Entries for pointing at labeled objects
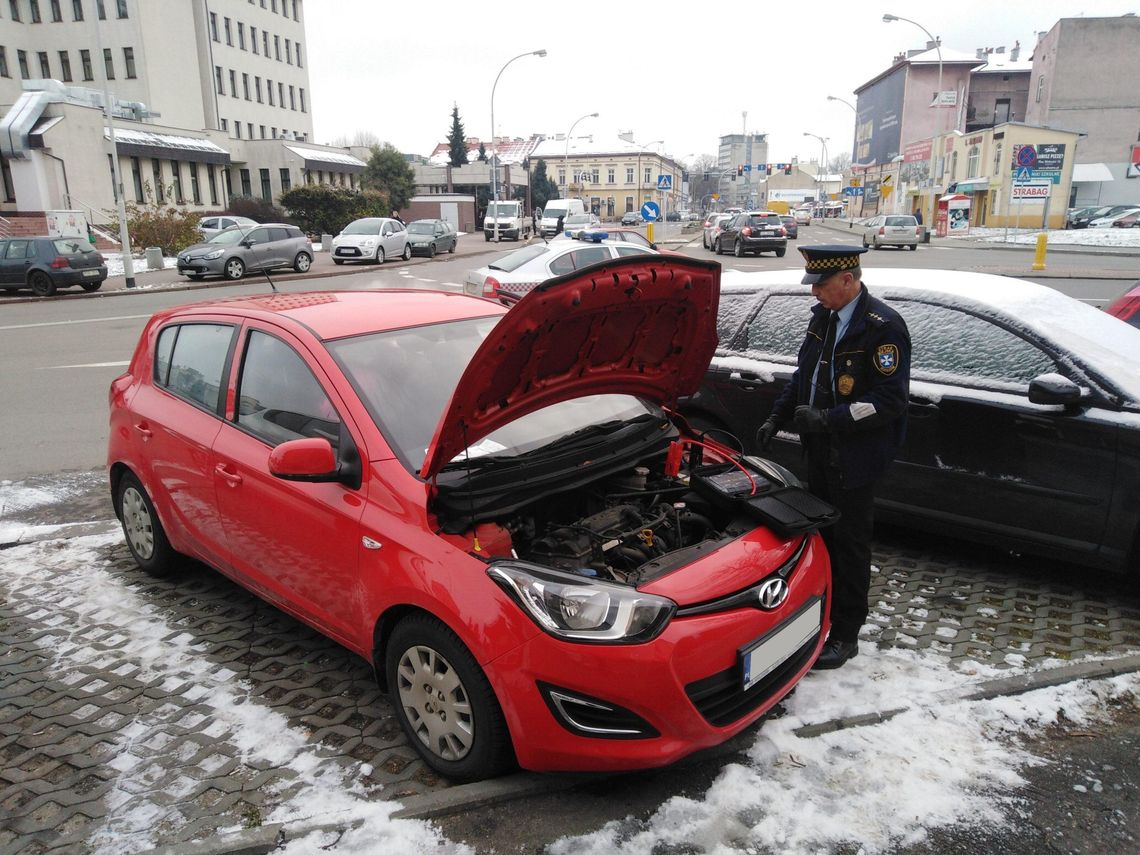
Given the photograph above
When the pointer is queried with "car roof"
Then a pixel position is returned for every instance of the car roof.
(341, 314)
(1104, 343)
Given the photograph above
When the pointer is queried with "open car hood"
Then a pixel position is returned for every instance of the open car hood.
(642, 325)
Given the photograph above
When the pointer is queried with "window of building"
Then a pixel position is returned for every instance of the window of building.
(160, 189)
(195, 189)
(137, 177)
(176, 172)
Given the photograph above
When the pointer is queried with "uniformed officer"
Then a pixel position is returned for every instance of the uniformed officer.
(847, 398)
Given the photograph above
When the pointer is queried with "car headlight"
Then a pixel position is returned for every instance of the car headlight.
(579, 609)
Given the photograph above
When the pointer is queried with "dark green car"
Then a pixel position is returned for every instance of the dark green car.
(426, 237)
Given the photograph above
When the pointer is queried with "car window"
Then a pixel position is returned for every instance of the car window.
(189, 361)
(278, 397)
(778, 328)
(950, 344)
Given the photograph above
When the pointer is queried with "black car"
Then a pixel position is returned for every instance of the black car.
(752, 231)
(1024, 418)
(46, 263)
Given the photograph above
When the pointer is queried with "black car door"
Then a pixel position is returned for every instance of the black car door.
(979, 454)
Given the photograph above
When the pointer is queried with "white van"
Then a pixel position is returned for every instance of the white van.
(559, 209)
(513, 224)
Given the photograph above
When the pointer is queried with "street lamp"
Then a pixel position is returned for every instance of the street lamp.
(823, 160)
(494, 151)
(566, 152)
(887, 18)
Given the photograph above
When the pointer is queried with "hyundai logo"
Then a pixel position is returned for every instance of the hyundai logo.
(772, 593)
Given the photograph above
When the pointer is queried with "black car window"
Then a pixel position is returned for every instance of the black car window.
(190, 359)
(778, 328)
(278, 398)
(950, 344)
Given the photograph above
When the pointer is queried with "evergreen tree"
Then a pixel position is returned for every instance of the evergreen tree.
(456, 144)
(389, 172)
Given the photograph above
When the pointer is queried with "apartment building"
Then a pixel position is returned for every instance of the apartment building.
(210, 98)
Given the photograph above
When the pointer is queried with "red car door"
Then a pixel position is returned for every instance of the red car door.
(298, 543)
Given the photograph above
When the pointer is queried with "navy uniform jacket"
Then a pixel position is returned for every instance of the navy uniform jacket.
(872, 379)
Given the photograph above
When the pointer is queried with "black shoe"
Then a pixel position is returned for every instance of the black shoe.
(835, 653)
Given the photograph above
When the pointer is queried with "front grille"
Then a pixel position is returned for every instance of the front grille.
(721, 699)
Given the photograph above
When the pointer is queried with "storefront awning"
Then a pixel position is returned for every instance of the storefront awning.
(1091, 172)
(328, 161)
(171, 146)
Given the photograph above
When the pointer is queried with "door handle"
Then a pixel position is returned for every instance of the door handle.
(231, 478)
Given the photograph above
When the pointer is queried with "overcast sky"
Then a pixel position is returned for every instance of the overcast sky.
(678, 72)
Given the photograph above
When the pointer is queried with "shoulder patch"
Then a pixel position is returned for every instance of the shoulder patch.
(886, 359)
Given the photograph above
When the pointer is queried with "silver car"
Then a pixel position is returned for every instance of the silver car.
(892, 230)
(372, 238)
(243, 249)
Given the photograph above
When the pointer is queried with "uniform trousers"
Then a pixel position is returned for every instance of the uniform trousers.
(848, 542)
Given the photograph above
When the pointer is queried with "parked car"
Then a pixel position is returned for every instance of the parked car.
(483, 505)
(711, 228)
(573, 224)
(426, 237)
(46, 263)
(752, 231)
(892, 230)
(372, 238)
(1126, 307)
(512, 276)
(212, 226)
(1024, 420)
(245, 249)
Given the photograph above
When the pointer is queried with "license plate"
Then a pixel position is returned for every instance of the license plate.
(771, 651)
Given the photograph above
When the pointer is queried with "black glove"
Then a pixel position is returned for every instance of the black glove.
(765, 433)
(811, 421)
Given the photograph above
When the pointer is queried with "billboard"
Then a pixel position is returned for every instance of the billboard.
(878, 124)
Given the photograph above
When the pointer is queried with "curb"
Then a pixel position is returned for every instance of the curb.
(526, 784)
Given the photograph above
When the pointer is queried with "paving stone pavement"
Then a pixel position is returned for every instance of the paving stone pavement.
(127, 702)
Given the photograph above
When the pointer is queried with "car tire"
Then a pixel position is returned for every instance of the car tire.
(146, 539)
(234, 269)
(430, 675)
(41, 284)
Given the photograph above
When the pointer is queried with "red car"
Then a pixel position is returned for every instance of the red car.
(496, 509)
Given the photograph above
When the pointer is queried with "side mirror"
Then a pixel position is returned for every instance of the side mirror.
(1055, 389)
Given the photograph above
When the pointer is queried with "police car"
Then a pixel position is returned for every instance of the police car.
(509, 277)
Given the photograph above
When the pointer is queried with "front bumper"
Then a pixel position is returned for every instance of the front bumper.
(676, 694)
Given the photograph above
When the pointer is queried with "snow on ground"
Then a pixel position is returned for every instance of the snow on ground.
(938, 762)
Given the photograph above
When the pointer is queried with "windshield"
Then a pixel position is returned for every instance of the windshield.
(406, 377)
(229, 237)
(364, 227)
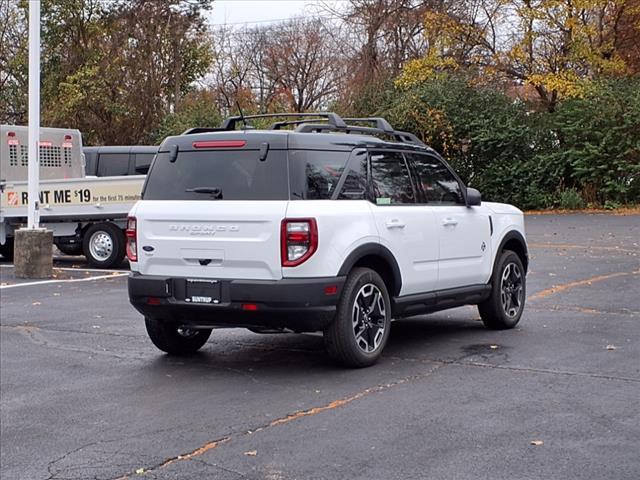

Instruction -
Please pick out every line of the material above that contains the string "mirror", and copy each of those lines unchanged.

Exercise answer -
When the pointer is queried with "side mirror"
Then a pixel position is returned for every instance of the side mirror.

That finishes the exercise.